St. Joseph’s Hospital Treats Patients Amid Drug-Related Poisonings

December 16, 2021
St. Joseph's Hospital ER doctors warn about “exceptionally dangerous situation” connected with using a synthetic street drug called spice.


St. Joseph’s Hospital has seen multiple cases of patients suffering from severe bleeding after using “spice” or “K2,” an illegal drug also known as synthetic marijuana. 

Experts believe batches of the drug circulating locally have been contaminated with poison – possibly rat poison, an anticoagulant (blood thinner) that can cause patients to die from loss of blood. Dozens of people have been hospitalized after using spice in Hillsborough County, according to Florida’s Poison Control Centers. 

“The most common early symptoms we’ve seen in patients are blood in their urine, abdominal pain and vomiting blood, probably from a gastric ulcer,” said Dr. Monica Bueso, an intensivist at St. Joseph’s Hospital who recently treated multiple patients associated with the outbreak. Additional symptoms have ranged from spontaneous nosebleeds and bruising to bleeding in the abdomen, kidneys and lungs.

=-=-=

## BRIEF 1
Translate this sentence from the hospital article into Spanish: "Dozens of people have been hospitalized after using spice in Hillsborough County, according to Florida’s Poison Control Centers."
## BRIEF 2
According to Dr. Monica Bueso in the hospital article, which early symptoms have been most common in patients? List them all.
## BRIEF 3
Transcribe the hospital article from "St. Joseph’s Hospital Treats" up to and including "Poison Control Centers.".

Dataset entries

=-=-=

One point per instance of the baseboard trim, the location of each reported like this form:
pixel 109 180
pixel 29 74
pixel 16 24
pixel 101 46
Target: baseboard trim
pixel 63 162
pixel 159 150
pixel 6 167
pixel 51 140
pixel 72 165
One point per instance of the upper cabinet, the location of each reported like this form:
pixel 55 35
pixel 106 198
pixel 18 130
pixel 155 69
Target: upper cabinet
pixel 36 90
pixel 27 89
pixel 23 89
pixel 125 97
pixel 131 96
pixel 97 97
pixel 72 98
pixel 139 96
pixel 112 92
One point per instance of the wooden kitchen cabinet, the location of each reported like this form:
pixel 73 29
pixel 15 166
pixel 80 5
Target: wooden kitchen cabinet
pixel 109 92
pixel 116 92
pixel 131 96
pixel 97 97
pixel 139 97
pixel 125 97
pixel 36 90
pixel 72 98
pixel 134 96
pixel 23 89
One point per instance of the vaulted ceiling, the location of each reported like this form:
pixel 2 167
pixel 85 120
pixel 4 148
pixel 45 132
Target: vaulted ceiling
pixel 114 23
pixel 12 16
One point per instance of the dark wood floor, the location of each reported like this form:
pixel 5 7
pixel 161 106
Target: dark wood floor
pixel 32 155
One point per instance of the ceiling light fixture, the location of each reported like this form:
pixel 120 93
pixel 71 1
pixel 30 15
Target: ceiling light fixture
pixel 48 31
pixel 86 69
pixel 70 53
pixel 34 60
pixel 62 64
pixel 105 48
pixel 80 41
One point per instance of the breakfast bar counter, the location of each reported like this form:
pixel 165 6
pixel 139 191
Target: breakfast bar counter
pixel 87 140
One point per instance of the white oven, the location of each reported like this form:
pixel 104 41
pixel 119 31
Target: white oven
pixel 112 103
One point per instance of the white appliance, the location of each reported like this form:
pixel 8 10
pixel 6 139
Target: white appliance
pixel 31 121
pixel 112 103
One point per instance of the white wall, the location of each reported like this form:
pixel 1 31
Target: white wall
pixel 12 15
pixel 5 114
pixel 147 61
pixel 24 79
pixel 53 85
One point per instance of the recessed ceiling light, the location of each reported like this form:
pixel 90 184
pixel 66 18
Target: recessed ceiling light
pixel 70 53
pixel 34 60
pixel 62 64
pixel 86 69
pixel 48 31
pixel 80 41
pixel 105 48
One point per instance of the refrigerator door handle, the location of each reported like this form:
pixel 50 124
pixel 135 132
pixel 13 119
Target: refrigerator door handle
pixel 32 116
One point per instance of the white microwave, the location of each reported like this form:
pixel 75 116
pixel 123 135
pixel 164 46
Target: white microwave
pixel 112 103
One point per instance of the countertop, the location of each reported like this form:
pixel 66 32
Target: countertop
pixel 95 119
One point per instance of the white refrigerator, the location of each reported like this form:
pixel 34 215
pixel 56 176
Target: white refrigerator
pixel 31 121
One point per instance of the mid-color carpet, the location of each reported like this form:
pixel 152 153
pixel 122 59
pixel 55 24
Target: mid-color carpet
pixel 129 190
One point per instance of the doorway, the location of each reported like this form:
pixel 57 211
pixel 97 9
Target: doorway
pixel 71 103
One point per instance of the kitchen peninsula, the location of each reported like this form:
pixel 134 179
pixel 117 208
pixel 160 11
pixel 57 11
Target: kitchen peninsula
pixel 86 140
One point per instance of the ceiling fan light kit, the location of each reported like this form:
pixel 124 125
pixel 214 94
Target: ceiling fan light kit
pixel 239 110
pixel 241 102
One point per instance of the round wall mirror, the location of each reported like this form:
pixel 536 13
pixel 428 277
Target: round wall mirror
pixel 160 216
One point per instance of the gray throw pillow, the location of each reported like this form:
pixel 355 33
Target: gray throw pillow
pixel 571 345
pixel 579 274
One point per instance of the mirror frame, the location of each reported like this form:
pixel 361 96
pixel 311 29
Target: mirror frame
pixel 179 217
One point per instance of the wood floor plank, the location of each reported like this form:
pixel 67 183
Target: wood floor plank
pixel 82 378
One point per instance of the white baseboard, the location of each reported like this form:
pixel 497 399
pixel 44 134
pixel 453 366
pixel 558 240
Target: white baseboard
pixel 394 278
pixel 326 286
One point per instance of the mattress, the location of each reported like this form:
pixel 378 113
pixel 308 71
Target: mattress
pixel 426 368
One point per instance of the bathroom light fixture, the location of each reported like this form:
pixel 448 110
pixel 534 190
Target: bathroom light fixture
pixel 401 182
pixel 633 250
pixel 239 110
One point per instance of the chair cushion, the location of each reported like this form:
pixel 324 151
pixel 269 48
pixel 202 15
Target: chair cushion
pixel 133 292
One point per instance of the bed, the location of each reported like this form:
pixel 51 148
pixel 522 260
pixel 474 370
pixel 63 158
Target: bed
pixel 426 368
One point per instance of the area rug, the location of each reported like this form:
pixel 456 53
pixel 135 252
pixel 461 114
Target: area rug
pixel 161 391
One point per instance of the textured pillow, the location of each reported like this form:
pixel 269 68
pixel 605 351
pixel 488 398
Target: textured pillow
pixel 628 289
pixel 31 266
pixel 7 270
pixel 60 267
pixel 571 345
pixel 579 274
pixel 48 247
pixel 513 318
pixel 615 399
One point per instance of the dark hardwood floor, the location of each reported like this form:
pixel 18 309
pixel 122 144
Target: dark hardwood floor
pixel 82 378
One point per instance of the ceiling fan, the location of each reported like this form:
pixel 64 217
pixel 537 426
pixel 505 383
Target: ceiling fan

=-=-=

## ANSWER AREA 1
Decenas de personas han sido hospitalizadas tras consumir spice en el condado de Hillsborough, según los Centros de Control de Envenenamientos de Florida.

## ANSWER AREA 2
- Blood in the urine
- Abdominal pain
- Vomiting blood

## ANSWER AREA 3
St. Joseph’s Hospital Treats Patients Amid Drug-Related Poisonings

December 16, 2021
St. Joseph's Hospital ER doctors warn about “exceptionally dangerous situation” connected with using a synthetic street drug called spice.


St. Joseph’s Hospital has seen multiple cases of patients suffering from severe bleeding after using “spice” or “K2,” an illegal drug also known as synthetic marijuana. 

Experts believe batches of the drug circulating locally have been contaminated with poison – possibly rat poison, an anticoagulant (blood thinner) that can cause patients to die from loss of blood. Dozens of people have been hospitalized after using spice in Hillsborough County, according to Florida’s Poison Control Centers.